Le titre 2 (pp353 à 442) intitulé vers
une coexistence harmonisée, essaie de répondre à des questions pertinentes :
comment concilier des impératifs contradictoires ? Comment assurer l’entraide
judiciaire ? Comment dépasser les obstacles pratiques ? La réforme de 2004 du
code de la famille au Maroc suffit-elle ? Quel compromis rechercher ? A cette
fin, après l’exposé du compromis officiel (p357) qu’il s’agisse de la polygamie
ou de la répudiation, on est surpris (p383) par l’interprétation extensive
faite par la cour de cassation en France au sujet du mariage entre personnes du
même sexe qui ne serait pas interdit par le droit marocain. Des développements
analytiques sont consacrés à la convention franco-marocaine (pp 386 à 394) les
difficultés d’application ce qui est intéressant (p395) en matière de mariage
et de sa dissolution quant à la loi nationale, les obstacles liés à la loi du
domicile (p401). Que faire ? Renégocier la convention ? La réformer ? La
dénoncer ?
Un accord a été signé en 2015 après un
gel d’une année, mais cela dépasse selon nous le cadre choisi par la candidate
pour sa thèse.
A partir de la page 407, l’auteur
propose la recherche de nouveaux compromis : lois matérielles, règles
supplétives annexes au contrat de mariage, réactualisation de la convention
bilatérale de 1981. Mme DAOUDI expose les différentes attitudes du juge
marocain de l’exéquatur (rejet p 410 et p413), acceptation (p412 et p415-416),
l’ordre public de proximité développé par le juge en France (p425) et le
couperet de l’article 10 du Règlement européen Rome III en 2010 et considère
que l’ordre public atténué est une option raisonnable (p428), et l’autonomie de
la volonté proposée par J.Y CARLIER intéressante (p429).
La candidate dans le sens de la
recherche du compromis avec l’Autre, défend l’idée de l’adoption de nouvelles
règles matérielles au Maroc en matière de polygamie (p433) en la verrouillant
davantage : énumération des causes à l’image de ce qui a été fait pour
l’avortement après l’arbitrage royal, accords des deux épouses, capacité
financière de l’époux… et de diluer la répudiation unilatérale prononcée par le
mari dans le divorce judiciaire à l’image du législateur tunisien (article 30
et 31 de la Majalla), le code de la famille à la carte (p438) et met en exergue
l’idée de la double allégeance en matière de nationalité (p439) prévue par la
constitution de 2011.
La conclusion générale s’achève
(pp443-446) par un plaidoyer en faveur de la notion d’ « accommodement
raisonnable » qui commence à faire son chemin, CARLIER ayant renoncé à sa thèse
sur l’autonomie de la volonté qui avait suscité un débat très contrasté au sein
du jury dans lequel j’ai siégé à Louvain La Neuve.

■ **LISTE DES CONSIGNES**:
[1] Recopiez à l'identique le passage de l'extrait sur la thèse consacrée au droit de la famille franco-marocain, en commençant aux mots « A partir de » et en vous arrêtant après « CARLIER intéressante (p429). ».
[2] Poursuivez l'extrait sur la thèse consacrée au droit de la famille franco-marocain à la suite de sa dernière phrase.
Le matériel qui suit n'a aucun rapport avec l'extrait.

■ **DONNÉES FOURNIES**:
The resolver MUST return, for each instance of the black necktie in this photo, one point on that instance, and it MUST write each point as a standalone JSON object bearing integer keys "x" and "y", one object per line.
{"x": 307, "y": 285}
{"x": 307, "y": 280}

■ **EXERCICES CORRIGÉS**:
[1]
A partir de la page 407, l’auteur
propose la recherche de nouveaux compromis : lois matérielles, règles
supplétives annexes au contrat de mariage, réactualisation de la convention
bilatérale de 1981. Mme DAOUDI expose les différentes attitudes du juge
marocain de l’exéquatur (rejet p 410 et p413), acceptation (p412 et p415-416),
l’ordre public de proximité développé par le juge en France (p425) et le
couperet de l’article 10 du Règlement européen Rome III en 2010 et considère
que l’ordre public atténué est une option raisonnable (p428), et l’autonomie de
la volonté proposée par J.Y CARLIER intéressante (p429).

[2]
Bien entendu, la thèse même si elle fait
le tour de la question, n’est pas sans défauts. La grille de vérification des
références laisse apparaître des insuffisances. L’auteur n’a utilisé qu’un
savoir écrit fermé. Il est curieux de ne pas retrouver des références
importantes comme des conventions multilatérales, des rapports à l’ONU,
l’encyclopédie de l’Islam, les ouvrages de Linant de Bellefonds « traité de
droit musulman comparé », les ouvrages sur le droit hébraïque marocain … des
études sur le DIP marocain, la jurisprudence et la doctrine en matière de
conflits de lois et de juridictions au Maroc, des ouvrages et des décisions judiciaires
en droit familial depuis 2004 en arabe manquent. Des références électroniques
sont inutilisables (ex p259, 287). Pourquoi glisser des mémoires de licence ? Wikipédia
? Où sont les pages 174,236 ? Il n’y a pas d’index thématique, pas de numéros
devant les développements, la table des matières reprend le sommaire. Pourquoi
dans un travail scientifique, des dédicaces, des remerciements
Pour le fond du travail, une remarque
globale. On peut s’étonner de l’existence de très longs développements dans le
texte ou en notes qui peuvent paraître non indispensables. Si des
développements ne manquent pas d’intérêt, d’autres auraient pu être
approfondis. C’est là tout le problème de la frontière entre l’analyse et la
synthèse. Un défaut parcourt toute la thèse. Il s’agit de l’utilisation du
terme répudiation (titre de la thèse, p211, p228), l’auteur trébuche à la page
217 en l’utilisant. Ce n’est qu’aux pages 214 à 218 que la répudiation
unilatérale prononcée par le mari est traitée, le reste est-il hors sujet ? Et
ce n’est qu’à la page 108 que la thèse traite spécifiquement de la polygamie,
alors les pages 45 à 108 sont-elles hors sujet ?
Ensuite des questions restent posées.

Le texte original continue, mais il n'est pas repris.